▸ Given exercise a
Rewrite the passage of the article on machine learning pipelines from "Note: Some platforms" up to and including "format once finalized.", putting "machine learning logic" in place of "ML logic".

▸ Source document
========

Other consideration is the reusability of the developed code throughout the various parts of the platform. For example if you have engineered few features for a decision tree for your customer segmentation for marketing, then similar code should allow customer segmentation for collection department as well.
Note: Some platforms like Infoworks’ DataFoundry allows you to insert ML logic in-line with their custom data transformation flows. This allows you to deploy the model in a more scalable and commercial format once finalized.
As can be seen from this article, there are several considerations to be made by data scientists and data engineers to create machine learning, artificial intelligence pipelines in an agile manner leveraging many features available on advanced platforms. Teams can either leverage their platforms’ built-in functionality or extend it using connectors, transformations to speed up the process. Since we worked closely with Infoworks products, we recommend leveraging Infoworks ‘Data Onboarding’ capabilities to ingest the data, so that it can be available to data scientist to build the model out more efficiently and in a Fail-fast-fail-cheaply (FFFC) manner. The details of onboarding (ingestion process and parameters) are available on the Infoworks Documentation website. Similar details can be procured from the Databricks community, GCP community and related automation tool sites. The savings are in terms of reducing manual ingestion, both initial and incremental combined with ease of deployment of advanced machine learning algorithms. The time savings it self should be substantial and help create a strong business case in terms of Total Cost of Ownership (or TCO for commercial operations of AI/ML). Keeping your enterprise’s business priorities and timeline in mind, the holistic platform should stand out in terms of flexibility, ease of use and time-to-value for many data science use cases. Do let us know your comments and feedback below on your best practices and suggestions. Thanks 🙏.

========

▸ Supplied data

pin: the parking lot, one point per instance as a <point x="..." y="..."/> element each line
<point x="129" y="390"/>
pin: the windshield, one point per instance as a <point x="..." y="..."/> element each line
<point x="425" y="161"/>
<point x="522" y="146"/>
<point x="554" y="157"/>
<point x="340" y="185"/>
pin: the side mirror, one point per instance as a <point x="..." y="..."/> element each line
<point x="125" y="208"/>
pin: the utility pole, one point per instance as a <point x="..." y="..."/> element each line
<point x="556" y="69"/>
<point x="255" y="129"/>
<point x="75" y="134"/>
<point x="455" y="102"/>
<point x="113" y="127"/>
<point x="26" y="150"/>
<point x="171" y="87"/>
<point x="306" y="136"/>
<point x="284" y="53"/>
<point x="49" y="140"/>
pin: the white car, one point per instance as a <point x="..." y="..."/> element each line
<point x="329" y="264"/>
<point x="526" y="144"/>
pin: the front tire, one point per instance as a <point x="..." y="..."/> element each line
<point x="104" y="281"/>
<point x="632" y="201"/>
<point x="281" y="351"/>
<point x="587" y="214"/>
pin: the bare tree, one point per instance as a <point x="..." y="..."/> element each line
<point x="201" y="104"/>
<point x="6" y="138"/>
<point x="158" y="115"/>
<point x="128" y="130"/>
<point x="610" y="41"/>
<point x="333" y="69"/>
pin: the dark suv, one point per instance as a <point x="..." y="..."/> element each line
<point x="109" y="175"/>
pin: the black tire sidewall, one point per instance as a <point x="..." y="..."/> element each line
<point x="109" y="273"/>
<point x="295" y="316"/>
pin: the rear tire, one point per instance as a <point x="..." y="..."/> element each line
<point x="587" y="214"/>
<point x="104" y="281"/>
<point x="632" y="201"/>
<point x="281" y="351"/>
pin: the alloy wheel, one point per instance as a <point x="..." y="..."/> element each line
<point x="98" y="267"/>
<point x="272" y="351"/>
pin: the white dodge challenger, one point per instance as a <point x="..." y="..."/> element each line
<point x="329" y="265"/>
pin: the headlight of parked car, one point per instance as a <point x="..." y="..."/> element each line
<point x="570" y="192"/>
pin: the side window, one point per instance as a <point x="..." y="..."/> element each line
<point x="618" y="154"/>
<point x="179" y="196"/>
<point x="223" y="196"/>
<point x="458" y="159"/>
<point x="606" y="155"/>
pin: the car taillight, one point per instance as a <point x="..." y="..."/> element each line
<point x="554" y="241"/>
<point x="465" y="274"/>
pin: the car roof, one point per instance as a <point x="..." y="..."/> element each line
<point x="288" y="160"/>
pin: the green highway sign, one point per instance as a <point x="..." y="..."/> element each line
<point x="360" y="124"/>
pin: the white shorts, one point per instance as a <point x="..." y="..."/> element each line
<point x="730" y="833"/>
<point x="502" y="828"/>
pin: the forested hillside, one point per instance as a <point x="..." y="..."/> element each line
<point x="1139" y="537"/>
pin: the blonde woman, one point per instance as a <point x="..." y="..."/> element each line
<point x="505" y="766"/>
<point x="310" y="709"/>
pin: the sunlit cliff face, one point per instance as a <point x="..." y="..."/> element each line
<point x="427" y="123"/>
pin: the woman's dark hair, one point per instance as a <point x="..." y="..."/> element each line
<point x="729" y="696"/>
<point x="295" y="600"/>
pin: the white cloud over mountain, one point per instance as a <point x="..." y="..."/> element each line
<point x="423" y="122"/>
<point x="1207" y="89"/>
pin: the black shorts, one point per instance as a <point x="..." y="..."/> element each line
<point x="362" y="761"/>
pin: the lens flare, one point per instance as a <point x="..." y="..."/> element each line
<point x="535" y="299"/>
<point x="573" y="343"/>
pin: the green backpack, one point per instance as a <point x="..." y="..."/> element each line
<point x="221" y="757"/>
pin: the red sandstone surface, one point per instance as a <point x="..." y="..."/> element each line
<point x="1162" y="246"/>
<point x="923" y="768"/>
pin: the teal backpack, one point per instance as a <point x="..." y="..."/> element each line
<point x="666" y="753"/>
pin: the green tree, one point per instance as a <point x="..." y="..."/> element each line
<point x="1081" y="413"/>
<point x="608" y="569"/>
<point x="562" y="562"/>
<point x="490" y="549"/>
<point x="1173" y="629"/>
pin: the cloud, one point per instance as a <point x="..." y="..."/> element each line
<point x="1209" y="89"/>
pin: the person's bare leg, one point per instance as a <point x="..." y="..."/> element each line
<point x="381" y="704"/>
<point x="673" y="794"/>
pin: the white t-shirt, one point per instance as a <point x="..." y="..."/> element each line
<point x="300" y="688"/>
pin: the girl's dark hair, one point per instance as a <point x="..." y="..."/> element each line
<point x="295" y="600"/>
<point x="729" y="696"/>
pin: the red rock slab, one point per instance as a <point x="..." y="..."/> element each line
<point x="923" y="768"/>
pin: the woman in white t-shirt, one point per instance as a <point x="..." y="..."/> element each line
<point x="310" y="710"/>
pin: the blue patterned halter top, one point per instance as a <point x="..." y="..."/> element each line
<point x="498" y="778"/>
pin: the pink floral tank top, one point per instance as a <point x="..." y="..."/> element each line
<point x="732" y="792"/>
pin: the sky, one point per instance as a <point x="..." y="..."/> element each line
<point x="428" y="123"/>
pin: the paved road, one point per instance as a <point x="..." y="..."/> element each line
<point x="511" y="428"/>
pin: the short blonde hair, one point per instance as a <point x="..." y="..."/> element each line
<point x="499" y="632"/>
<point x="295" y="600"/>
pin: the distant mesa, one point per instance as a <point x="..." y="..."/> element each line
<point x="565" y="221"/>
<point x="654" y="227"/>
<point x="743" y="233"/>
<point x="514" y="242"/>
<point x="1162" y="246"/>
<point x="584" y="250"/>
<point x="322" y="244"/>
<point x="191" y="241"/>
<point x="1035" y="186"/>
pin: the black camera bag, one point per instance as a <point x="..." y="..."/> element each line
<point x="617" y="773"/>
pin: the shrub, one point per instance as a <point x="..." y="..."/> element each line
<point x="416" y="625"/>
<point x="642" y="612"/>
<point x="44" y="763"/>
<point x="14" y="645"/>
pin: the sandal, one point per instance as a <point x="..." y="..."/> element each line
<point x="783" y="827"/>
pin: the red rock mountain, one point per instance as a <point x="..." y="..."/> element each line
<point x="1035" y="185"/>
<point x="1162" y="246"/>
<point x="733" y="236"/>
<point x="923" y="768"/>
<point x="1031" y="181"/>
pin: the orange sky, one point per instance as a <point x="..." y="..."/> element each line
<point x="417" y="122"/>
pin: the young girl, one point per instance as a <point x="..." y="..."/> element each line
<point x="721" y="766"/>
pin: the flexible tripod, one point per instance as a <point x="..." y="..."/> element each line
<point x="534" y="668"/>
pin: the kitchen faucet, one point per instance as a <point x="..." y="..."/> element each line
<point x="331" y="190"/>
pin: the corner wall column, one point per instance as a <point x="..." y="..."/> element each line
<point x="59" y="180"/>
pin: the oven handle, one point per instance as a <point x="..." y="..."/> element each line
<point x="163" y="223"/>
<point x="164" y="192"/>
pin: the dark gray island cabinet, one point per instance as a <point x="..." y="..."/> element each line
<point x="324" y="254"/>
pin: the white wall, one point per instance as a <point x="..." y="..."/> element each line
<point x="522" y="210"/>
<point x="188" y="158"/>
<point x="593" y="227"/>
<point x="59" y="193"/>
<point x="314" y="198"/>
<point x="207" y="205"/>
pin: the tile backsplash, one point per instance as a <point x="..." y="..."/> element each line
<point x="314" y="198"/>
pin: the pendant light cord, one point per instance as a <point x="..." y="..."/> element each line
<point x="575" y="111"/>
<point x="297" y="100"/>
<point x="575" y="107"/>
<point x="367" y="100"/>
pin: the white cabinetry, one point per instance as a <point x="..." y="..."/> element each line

========

▸ Given exercise b
Return each line of the entries that contains the string "white". Case counts.

▸ Answer a
Note: Some platforms like Infoworks’ DataFoundry allows you to insert machine learning logic in-line with their custom data transformation flows. This allows you to deploy the model in a more scalable and commercial format once finalized.

▸ Answer b
pin: the white car, one point per instance as a <point x="..." y="..."/> element each line
pin: the white dodge challenger, one point per instance as a <point x="..." y="..."/> element each line
pin: the white shorts, one point per instance as a <point x="..." y="..."/> element each line
pin: the white cloud over mountain, one point per instance as a <point x="..." y="..."/> element each line
pin: the white t-shirt, one point per instance as a <point x="..." y="..."/> element each line
pin: the woman in white t-shirt, one point per instance as a <point x="..." y="..."/> element each line
pin: the white wall, one point per instance as a <point x="..." y="..."/> element each line
pin: the white cabinetry, one point per instance as a <point x="..." y="..."/> element each line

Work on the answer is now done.